Use of a lidocaine patch in the management of postsurgical neuropathic pain in patients with cancer: a phase III double-blind crossover study (N01CB)
- First Online:
- Cite this article as:
- Cheville, A.L., Sloan, J.A., Northfelt, D.W. et al. Support Care Cancer (2009) 17: 451. doi:10.1007/s00520-008-0542-x
- 324 Downloads
Current therapies often have limited efficacy and untenable side effects when used to treat persistent incisional pain following cancer-related surgery. Lidocaine patches reduce neuropathic pain from herpes zoster but their benefits for persistent cancer-related postsurgical incisional pain remain unclear.
Multicenter, double-blind, randomized, two-period crossover trial.
Materials and methods
Twenty-eight cancer patients with postsurgical incisional pain were randomly assigned to receive either lidocaine patches followed by placebo patches or the reverse. Each study period lasted 4 weeks. Patches were applied daily upon waking and left in place for a maximum of 18 h. The primary outcome measure, an 11-point pain intensity rating scale, was administered weekly. Secondary outcomes were administered weekly (Brief Pain Inventory-Short Form(BPI-SF), Subject Global Impression of Change) and at the end of each study period (Short Form-Magill Pain Questionnaire, Linear Analogue Self Assessment Scale, Neuropathy Pain Scale, Pain Catastrophizing Scale, Profile of Mood States Short Form).
Twenty-one patients completed the first period and 18 completed their crossover second phase. No significant intergroup differences were detected in pain intensity ratings. Few secondary end points were significantly different when subjects used the lidocaine versus placebo patches. BPI-SF interference scores were lower in patients using the lidocaine patch during the first study period, including several scores that achieved statistical significance, general activity (p = 0.02), work (p = 0.04), and relations with others (p = 0.02).
Lidocaine patch use did not significantly reduce pain intensity ratings or the majority of related secondary end points in cancer patients with persistent incisional pain.

Photo-based referring expression data:
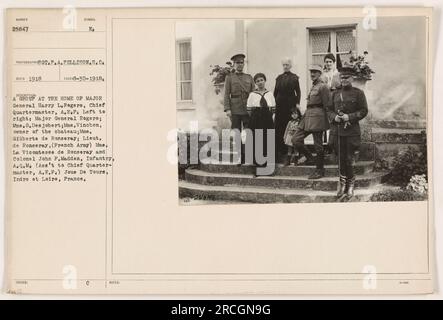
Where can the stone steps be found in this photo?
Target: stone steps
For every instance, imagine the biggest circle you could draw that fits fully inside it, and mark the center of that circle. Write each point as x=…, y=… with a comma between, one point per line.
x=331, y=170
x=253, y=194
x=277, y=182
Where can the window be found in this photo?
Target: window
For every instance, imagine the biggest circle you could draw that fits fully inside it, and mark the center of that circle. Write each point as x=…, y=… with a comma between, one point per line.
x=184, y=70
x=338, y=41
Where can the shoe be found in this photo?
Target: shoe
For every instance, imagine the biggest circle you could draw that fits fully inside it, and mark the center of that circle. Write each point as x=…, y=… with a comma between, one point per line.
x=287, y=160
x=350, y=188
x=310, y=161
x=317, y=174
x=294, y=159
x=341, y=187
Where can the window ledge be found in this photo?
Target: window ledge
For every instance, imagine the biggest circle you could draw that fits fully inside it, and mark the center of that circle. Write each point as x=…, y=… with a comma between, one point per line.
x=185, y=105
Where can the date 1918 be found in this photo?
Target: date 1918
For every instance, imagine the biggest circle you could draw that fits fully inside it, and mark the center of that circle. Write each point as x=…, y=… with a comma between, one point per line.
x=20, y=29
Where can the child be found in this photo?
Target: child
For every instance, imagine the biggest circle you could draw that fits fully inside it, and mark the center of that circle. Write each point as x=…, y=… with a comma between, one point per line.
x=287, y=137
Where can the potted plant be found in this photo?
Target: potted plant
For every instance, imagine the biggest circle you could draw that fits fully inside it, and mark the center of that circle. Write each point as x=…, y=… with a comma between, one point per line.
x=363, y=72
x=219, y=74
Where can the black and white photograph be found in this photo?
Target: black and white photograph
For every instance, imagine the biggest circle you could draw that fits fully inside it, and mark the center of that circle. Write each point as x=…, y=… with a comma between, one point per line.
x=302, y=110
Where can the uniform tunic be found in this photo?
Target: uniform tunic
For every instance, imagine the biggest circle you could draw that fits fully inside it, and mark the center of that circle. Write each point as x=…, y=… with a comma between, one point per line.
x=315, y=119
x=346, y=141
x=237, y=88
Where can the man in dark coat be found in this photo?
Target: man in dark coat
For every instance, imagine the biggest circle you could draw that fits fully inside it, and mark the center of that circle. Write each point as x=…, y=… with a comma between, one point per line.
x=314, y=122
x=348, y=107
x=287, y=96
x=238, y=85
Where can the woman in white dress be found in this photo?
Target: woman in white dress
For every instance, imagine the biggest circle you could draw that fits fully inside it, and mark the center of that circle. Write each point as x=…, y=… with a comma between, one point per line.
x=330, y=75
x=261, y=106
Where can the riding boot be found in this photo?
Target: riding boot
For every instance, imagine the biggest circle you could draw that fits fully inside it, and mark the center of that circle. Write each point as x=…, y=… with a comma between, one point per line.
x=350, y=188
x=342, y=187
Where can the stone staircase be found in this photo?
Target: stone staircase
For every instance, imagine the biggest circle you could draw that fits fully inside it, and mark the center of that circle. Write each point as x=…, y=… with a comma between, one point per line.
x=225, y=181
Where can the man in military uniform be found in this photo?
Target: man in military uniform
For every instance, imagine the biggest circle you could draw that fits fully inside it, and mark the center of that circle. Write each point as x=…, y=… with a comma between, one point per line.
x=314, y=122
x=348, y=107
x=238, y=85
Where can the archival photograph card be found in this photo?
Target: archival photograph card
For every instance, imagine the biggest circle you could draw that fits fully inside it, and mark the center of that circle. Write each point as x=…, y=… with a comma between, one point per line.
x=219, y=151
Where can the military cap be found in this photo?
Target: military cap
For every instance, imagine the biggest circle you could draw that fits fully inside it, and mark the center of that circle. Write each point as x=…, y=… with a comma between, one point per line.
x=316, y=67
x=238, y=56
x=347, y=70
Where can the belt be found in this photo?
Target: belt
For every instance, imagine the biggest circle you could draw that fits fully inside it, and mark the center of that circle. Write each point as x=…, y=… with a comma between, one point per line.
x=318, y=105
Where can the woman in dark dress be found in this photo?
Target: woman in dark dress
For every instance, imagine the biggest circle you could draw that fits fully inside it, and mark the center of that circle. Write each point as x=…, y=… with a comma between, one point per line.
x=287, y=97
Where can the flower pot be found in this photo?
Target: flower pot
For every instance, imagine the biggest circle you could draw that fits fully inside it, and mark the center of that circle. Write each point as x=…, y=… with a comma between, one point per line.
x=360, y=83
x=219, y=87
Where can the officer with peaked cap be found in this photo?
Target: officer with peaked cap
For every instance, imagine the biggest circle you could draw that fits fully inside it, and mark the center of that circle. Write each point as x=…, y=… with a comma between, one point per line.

EXERCISE: From the text about the lidocaine patch study, copy the passage from "Use of a lidocaine" to "two-period crossover trial." word for word. The lines have nothing to do with this.

THE ANSWER:
Use of a lidocaine patch in the management of postsurgical neuropathic pain in patients with cancer: a phase III double-blind crossover study (N01CB)
- First Online:
- Cite this article as:
- Cheville, A.L., Sloan, J.A., Northfelt, D.W. et al. Support Care Cancer (2009) 17: 451. doi:10.1007/s00520-008-0542-x
- 324 Downloads
Current therapies often have limited efficacy and untenable side effects when used to treat persistent incisional pain following cancer-related surgery. Lidocaine patches reduce neuropathic pain from herpes zoster but their benefits for persistent cancer-related postsurgical incisional pain remain unclear.
Multicenter, double-blind, randomized, two-period crossover trial.